— begin SUPPLIED RECORDS —

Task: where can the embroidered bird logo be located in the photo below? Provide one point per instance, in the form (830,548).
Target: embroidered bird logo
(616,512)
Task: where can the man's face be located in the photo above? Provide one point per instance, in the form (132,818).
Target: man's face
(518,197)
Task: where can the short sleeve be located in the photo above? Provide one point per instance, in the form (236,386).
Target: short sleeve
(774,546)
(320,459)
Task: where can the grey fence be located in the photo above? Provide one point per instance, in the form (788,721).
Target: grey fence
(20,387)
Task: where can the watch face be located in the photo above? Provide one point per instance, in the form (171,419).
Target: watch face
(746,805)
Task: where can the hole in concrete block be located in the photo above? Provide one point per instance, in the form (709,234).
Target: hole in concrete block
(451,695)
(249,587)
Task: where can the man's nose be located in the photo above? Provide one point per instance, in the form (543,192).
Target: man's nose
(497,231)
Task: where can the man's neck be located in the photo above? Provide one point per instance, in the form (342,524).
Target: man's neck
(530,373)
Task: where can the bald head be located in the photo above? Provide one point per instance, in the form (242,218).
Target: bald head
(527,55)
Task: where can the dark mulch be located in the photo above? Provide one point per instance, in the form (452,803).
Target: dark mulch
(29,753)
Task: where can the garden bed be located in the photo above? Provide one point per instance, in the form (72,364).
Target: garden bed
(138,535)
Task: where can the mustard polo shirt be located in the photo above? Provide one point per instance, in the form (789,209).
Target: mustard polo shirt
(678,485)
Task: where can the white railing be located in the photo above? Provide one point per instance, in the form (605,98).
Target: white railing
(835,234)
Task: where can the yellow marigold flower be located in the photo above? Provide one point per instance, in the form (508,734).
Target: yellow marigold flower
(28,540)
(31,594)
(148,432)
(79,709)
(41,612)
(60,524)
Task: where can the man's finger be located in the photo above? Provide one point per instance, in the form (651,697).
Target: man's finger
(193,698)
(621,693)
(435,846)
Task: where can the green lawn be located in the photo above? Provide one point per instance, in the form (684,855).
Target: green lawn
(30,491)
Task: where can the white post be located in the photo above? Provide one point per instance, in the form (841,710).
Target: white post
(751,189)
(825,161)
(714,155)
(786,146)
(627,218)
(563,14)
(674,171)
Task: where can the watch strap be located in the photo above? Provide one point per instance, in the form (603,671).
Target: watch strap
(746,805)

— end SUPPLIED RECORDS —

## [SHORT TASK]
Rewrite the items above, swapping every "man's" for "person's" and leaving everything else untouched.

## [THE RESPONSE]
Task: where can the embroidered bird logo be located in the photo below? Provide one point per instance, in the form (830,548).
Target: embroidered bird logo
(616,512)
Task: where can the person's face be located in the photo above? Provide one point per instance, in the form (132,818).
Target: person's face
(518,197)
Task: where can the short sleeve be located in the photo above? Provide one point per instance, in the form (236,386).
Target: short sleeve
(774,546)
(320,459)
Task: where can the grey fence be located in the photo above? Provide one point per instance, in the form (788,721).
Target: grey fence
(20,387)
Task: where can the watch face be located in the photo above? Provide one point per instance, in the form (171,419).
Target: watch face
(746,805)
Task: where can the hole in concrete block be located in the photo above? Provide one point per instance, in the form (709,234).
Target: hole in concrete block
(451,695)
(249,587)
Task: where can the person's nose be located in the photo above? Provide one point per instance, in the form (543,192).
Target: person's nose
(497,231)
Task: where can the person's neck be located in the photo above? Provide one point per instance, in the form (342,524).
Target: person's neck
(530,373)
Task: where can the bald head be located in the photo above? Provide one point per instance, in the form (242,218).
Target: bald head
(527,55)
Task: where can the dark mulch be located in the photo above? Provide one point per instance, in the form (452,803).
Target: dark mulch
(29,753)
Task: where can the garden bed be located in the photo above? Provide one point per instance, in the form (72,364).
Target: garden bed
(138,535)
Task: where can the mustard polo shirt be located in the photo above? Provide one point per instance, in the form (789,209).
Target: mustard polo shirt
(678,485)
Task: where can the white railing be located in the photo above? Provide one point per instance, in the form (605,98).
Target: white railing
(835,234)
Task: where can the yellow marigold flower be located in the photo above? Provide one point per instance, in the form (508,734).
Target: yellow marigold flower
(28,540)
(31,594)
(148,432)
(79,709)
(41,612)
(60,524)
Task: where can the person's finger be located in the photo above? Provide one point per instance, in the form (651,697).
Target: person's finger
(193,698)
(621,693)
(435,846)
Task: where can the green lawn be located in the photo above? Provide one point per instance, in the form (684,855).
Target: green lawn
(30,491)
Task: where can the white post be located in the photo above? Provide one point per instance, in the form (841,710).
Target: white post
(751,189)
(825,161)
(714,155)
(786,146)
(627,218)
(563,14)
(674,171)
Task: where can the watch strap be located in the photo above? Provide one point per instance, in the form (603,671).
Target: watch strap
(746,805)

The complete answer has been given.